→ Selected extract
Out of his strong vision, Mr Ford, the 20th Century American business icon, created the assembly line and became the first person to mass-produce automobiles. It is reported that (Venture Capital Sources) Ford raised a nominal sum of money from friends for initial working capital purposes. He then proceeded to cleverly negotiate deals with his suppliers that let him purchase parts on credit. This, in turn, motivated him to sell his cars quickly at a profit to repay his suppliers. After years of diligently reinvesting those profits back into the business, Ford Motor became an industrial giant and is now a Legend. If he could do this, you too can do something else with your vision.

2. Ray Kroc

In 1952, Ray came across a small business outfit in California, the USA that had created an efficient operation that offered a limited menu, concentrating on just a few items—burgers, fries, and milkshake—which allowed it to focus on quality and quick service. Ray Kroc converted this business in 1955 to a franchise that became nationwide by building a restaurant system that would be famous for providing food of consistently high quality and uniform methods of preparation.

He wanted to serve burgers, buns, fries, and beverages that tasted just the same in Alaska as they did in Alabama. He emphasized in quality, service, cleanliness, and value for money. As Ray sold each of the Macdonald’s franchise, he ensured that the purchaser bought the land in which the business is located as well for the franchise company.

Today, Macdonald’s is an icon in fast-food and is also the largest single owner of real estate and owns some of the most valuable intersections and street corners in America and other parts of the World as well. This was a great vision that started from the simple idea of turning a food outfit into a franchise business.

3. Bill Gates and Paul Allen

Bill Gates dropped out of college and teamed up with Paul Allen and with their vision, created the Windows operating system that drives 90% of all personal computers. Lesson: School does not make you rich. School is only supposed to polish what will make you rich, not make you rich.

→ Short task
Please set down the passage above on business founders word for word, from "Bill Gates dropped" up to and including "rich, not make you rich.".

→ Data entries
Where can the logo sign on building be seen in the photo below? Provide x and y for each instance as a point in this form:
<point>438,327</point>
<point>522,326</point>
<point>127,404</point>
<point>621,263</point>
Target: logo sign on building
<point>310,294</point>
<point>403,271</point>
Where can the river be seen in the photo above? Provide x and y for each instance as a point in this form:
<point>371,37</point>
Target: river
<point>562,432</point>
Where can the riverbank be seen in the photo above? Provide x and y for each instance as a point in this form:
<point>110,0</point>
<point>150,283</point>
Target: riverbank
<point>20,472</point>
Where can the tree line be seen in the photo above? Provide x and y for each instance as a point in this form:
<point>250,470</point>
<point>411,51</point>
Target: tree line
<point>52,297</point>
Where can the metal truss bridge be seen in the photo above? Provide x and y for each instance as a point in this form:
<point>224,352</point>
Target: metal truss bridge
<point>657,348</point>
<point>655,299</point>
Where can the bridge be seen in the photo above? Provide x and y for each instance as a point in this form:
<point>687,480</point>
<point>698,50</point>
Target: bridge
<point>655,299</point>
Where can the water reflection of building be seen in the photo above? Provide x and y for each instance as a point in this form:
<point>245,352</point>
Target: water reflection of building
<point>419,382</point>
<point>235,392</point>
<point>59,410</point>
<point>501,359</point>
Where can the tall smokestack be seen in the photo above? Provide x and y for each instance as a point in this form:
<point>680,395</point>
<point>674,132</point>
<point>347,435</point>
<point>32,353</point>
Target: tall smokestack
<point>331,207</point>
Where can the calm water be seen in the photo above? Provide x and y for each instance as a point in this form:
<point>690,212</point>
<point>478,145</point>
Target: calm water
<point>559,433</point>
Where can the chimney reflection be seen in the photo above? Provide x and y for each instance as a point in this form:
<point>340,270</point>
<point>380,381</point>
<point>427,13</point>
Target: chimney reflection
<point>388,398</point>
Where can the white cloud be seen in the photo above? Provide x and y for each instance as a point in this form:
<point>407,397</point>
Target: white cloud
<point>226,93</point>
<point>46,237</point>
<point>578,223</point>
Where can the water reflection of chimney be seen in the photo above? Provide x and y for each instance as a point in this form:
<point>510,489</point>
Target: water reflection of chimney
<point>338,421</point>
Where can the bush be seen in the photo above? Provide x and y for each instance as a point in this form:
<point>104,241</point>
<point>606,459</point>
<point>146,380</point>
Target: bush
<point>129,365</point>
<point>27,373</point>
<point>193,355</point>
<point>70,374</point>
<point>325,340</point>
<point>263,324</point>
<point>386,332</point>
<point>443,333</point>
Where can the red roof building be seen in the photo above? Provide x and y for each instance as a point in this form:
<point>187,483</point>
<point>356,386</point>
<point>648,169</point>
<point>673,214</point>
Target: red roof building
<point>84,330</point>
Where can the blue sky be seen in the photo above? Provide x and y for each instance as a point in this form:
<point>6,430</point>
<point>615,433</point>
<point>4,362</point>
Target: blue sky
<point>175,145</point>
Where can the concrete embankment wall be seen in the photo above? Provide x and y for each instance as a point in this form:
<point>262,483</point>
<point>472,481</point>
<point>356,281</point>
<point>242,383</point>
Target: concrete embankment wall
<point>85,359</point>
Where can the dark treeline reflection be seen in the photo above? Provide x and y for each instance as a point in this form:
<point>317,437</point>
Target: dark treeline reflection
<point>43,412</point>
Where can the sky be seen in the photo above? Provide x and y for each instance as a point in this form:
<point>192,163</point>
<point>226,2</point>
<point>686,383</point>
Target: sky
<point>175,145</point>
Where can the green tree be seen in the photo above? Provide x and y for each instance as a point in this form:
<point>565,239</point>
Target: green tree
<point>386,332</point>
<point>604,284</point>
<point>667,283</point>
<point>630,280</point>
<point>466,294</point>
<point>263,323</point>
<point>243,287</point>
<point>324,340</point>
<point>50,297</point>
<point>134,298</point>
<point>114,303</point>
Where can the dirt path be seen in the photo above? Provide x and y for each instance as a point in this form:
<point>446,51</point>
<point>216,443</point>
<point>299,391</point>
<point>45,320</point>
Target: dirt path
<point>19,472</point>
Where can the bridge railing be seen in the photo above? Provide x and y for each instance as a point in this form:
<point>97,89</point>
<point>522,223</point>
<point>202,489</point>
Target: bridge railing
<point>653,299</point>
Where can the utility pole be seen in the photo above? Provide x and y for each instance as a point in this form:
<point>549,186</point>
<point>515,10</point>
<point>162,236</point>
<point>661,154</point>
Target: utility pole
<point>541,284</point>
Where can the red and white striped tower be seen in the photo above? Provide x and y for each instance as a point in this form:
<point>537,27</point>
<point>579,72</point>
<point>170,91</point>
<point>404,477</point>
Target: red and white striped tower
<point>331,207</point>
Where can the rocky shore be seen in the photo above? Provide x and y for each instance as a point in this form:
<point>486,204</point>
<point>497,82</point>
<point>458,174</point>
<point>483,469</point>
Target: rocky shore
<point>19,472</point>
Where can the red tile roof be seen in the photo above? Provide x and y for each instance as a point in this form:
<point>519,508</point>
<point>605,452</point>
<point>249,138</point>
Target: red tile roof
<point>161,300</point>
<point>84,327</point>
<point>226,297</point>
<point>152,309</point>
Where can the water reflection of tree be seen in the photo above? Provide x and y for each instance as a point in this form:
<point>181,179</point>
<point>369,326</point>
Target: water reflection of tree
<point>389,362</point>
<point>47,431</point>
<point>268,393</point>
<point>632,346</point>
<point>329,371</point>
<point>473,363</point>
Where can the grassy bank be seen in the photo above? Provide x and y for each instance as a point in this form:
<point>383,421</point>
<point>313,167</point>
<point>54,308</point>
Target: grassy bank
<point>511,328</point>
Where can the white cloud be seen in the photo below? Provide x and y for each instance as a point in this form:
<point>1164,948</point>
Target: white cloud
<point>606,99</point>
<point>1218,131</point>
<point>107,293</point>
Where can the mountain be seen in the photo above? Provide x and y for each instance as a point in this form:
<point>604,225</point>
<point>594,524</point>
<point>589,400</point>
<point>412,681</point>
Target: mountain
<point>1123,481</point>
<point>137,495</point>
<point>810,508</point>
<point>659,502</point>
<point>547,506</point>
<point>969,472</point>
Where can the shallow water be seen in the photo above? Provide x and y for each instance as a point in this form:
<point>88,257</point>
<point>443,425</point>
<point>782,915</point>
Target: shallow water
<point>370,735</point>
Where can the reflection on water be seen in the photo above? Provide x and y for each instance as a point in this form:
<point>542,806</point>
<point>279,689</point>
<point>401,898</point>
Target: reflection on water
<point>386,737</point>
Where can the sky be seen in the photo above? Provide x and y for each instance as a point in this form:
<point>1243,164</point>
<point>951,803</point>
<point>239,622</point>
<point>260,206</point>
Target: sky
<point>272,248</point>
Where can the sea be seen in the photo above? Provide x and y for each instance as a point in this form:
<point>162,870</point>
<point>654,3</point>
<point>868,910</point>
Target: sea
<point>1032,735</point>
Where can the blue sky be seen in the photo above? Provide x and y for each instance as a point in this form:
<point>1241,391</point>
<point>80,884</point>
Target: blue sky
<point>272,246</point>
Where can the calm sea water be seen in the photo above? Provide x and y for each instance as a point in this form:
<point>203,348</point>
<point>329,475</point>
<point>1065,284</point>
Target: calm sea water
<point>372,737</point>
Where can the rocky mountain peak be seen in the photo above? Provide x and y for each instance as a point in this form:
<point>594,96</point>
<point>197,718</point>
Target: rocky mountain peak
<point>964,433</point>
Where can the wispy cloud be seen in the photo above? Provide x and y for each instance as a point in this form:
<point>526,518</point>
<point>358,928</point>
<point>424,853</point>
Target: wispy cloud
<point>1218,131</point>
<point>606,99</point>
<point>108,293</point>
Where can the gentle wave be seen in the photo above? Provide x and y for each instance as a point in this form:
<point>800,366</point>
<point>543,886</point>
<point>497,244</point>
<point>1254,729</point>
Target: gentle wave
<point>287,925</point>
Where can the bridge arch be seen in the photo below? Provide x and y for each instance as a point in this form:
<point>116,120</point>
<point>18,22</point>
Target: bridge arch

→ Reply to the task
Bill Gates dropped out of college and teamed up with Paul Allen and with their vision, created the Windows operating system that drives 90% of all personal computers. Lesson: School does not make you rich. School is only supposed to polish what will make you rich, not make you rich.